Exercise description:
Look through the records below for the line with "# test: pointer drops one pin on the dead". Return that line and each one after it up to and including the line with "# test: pointer drops one pin on the rocky ground, once", exactly.

Given entries:
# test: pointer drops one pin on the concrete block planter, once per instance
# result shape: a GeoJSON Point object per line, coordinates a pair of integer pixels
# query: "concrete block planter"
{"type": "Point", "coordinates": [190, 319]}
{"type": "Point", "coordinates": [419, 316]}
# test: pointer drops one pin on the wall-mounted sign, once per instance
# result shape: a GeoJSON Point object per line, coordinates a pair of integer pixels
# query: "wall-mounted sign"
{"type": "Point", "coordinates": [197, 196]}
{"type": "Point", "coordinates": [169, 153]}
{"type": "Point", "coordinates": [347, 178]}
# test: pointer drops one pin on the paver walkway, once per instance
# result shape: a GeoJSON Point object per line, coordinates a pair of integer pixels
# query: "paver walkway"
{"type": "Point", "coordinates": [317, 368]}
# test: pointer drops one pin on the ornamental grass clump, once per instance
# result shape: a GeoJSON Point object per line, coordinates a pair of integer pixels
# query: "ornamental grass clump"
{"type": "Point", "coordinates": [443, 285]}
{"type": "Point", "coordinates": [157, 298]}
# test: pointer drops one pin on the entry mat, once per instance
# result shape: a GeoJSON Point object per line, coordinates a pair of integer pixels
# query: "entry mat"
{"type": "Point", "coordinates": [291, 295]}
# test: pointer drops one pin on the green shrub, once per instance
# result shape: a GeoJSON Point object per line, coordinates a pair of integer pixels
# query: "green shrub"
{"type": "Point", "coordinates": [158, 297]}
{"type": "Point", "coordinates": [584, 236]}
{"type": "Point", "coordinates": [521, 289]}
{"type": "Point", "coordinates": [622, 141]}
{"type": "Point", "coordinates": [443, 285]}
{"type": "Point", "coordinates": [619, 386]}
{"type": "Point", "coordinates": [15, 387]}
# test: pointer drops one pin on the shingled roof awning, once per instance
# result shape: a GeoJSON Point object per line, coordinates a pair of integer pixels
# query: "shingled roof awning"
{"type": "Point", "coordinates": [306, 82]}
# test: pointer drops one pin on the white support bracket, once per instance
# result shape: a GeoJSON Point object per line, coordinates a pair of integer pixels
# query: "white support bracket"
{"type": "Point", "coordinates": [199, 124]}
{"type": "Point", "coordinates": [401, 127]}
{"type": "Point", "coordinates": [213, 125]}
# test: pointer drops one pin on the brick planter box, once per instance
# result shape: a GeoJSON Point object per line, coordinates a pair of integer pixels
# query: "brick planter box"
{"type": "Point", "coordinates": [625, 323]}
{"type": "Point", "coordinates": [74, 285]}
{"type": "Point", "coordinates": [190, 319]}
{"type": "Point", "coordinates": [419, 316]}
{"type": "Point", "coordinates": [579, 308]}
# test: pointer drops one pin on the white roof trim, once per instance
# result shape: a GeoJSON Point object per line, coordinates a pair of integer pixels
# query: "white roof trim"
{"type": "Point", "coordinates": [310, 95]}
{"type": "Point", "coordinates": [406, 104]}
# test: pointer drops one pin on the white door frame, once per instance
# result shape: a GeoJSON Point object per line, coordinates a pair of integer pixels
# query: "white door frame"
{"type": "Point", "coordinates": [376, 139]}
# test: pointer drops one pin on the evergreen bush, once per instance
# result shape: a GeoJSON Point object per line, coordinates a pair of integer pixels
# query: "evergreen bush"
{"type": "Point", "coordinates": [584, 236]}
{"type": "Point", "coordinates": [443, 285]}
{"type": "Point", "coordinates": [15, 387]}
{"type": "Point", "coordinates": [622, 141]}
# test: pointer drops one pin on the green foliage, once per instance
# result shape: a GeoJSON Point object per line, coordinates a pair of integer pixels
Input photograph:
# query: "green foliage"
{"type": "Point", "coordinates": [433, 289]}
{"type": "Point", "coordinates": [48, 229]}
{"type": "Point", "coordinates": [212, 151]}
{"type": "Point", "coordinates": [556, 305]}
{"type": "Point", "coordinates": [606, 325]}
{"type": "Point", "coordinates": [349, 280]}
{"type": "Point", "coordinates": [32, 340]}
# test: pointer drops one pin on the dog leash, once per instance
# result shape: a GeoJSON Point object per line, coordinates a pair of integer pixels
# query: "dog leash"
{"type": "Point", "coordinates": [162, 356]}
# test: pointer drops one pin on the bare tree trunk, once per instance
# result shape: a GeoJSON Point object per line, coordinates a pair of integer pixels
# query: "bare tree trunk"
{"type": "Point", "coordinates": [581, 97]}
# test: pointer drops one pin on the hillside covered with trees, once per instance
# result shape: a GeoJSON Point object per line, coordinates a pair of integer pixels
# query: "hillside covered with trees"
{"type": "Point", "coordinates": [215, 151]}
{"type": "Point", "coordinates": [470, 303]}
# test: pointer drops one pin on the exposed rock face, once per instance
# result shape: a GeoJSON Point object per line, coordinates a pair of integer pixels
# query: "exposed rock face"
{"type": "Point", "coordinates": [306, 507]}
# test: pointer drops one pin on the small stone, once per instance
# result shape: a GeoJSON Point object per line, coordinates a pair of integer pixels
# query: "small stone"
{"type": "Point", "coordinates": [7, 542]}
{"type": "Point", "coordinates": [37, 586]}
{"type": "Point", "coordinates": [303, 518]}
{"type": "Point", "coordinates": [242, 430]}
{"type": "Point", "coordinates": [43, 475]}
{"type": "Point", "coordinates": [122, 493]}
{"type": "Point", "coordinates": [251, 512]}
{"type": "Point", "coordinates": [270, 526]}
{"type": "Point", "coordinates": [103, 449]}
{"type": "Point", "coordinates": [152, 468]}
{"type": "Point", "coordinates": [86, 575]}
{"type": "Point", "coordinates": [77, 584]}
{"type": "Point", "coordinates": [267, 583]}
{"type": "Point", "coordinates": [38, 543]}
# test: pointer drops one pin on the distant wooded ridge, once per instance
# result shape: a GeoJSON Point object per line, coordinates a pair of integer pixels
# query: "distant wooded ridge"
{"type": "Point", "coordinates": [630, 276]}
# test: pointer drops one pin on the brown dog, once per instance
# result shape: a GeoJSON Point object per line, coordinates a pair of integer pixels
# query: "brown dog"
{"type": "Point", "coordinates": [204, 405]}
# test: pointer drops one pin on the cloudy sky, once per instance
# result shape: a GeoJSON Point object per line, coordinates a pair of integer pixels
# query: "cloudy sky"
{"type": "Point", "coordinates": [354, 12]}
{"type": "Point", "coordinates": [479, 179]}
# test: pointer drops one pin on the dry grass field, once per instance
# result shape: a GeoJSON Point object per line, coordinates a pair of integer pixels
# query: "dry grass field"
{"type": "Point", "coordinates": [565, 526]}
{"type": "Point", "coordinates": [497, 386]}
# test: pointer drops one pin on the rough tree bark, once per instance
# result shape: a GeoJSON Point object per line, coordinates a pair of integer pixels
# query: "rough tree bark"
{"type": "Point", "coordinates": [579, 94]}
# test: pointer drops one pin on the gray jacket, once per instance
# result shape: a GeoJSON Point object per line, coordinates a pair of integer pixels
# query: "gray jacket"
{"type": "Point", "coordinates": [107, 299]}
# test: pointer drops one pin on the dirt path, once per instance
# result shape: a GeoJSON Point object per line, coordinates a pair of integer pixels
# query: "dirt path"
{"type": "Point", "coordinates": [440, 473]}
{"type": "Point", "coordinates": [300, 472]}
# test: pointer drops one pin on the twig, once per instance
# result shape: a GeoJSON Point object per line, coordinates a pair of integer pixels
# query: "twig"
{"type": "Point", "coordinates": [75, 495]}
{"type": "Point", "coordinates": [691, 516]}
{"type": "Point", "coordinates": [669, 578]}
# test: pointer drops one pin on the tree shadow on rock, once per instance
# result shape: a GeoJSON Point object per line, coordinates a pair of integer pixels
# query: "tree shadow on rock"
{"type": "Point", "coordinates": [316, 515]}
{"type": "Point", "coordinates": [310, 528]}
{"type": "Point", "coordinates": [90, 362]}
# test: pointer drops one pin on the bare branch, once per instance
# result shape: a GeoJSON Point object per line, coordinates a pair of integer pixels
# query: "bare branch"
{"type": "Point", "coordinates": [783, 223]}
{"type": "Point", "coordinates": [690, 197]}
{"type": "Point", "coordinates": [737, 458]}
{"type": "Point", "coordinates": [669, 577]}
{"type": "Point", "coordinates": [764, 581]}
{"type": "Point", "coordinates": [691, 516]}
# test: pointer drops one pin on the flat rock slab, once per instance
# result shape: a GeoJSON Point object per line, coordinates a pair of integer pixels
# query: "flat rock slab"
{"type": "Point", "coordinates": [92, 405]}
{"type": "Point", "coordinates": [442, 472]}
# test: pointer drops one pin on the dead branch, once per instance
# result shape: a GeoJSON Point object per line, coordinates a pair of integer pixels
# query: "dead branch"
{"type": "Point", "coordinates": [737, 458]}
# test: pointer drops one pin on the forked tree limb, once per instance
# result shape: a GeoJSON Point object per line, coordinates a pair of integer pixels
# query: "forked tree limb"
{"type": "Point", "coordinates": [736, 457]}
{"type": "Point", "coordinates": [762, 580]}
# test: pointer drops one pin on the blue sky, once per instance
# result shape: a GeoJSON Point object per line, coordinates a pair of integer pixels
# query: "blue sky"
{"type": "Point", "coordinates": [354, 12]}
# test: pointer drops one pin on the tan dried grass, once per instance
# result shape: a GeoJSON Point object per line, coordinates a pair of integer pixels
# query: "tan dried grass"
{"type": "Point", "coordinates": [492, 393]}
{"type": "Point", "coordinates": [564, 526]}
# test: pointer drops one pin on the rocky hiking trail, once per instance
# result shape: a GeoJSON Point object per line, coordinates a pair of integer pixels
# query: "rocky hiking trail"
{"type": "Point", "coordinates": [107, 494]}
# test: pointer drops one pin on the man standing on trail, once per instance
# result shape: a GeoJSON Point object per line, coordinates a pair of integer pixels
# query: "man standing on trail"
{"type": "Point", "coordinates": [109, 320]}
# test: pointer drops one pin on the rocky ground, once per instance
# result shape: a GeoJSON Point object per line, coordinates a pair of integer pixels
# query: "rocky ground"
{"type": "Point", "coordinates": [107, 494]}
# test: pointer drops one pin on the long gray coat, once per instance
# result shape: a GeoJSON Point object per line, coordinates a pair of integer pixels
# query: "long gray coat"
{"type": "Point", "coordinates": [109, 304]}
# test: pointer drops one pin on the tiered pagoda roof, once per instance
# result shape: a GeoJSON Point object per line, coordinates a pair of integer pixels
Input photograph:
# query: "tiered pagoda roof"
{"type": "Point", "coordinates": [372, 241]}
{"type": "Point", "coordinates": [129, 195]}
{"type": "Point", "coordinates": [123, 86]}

Response area:
# test: pointer drops one pin on the dead branch, once per instance
# result shape: a GeoJSON Point object per line, coordinates a pair of integer pixels
# query: "dead branch"
{"type": "Point", "coordinates": [737, 458]}
# test: pointer drops one pin on the forked tree limb, once per instance
# result shape: a GeoJSON Point object per line, coordinates a pair of integer pixels
# query: "forked tree limb"
{"type": "Point", "coordinates": [736, 457]}
{"type": "Point", "coordinates": [762, 580]}
# test: pointer drops one pin on the blue sky, once per instance
# result shape: a GeoJSON Point object per line, coordinates a pair of integer pixels
# query: "blue sky"
{"type": "Point", "coordinates": [354, 12]}
# test: pointer drops one pin on the tan dried grass, once per instance
# result shape: a GeoJSON Point object per line, coordinates a pair of integer pixels
# query: "tan dried grass"
{"type": "Point", "coordinates": [492, 393]}
{"type": "Point", "coordinates": [564, 526]}
# test: pointer drops one pin on the rocky hiking trail, once per instance
# result shape: a GeoJSON Point object per line, coordinates a pair of integer pixels
# query: "rocky hiking trail"
{"type": "Point", "coordinates": [107, 494]}
# test: pointer drops one pin on the man standing on trail, once per instance
# result shape: a GeoJSON Point object per line, coordinates a pair of integer pixels
# query: "man standing on trail"
{"type": "Point", "coordinates": [109, 320]}
# test: pointer drops one pin on the rocky ground, once per instance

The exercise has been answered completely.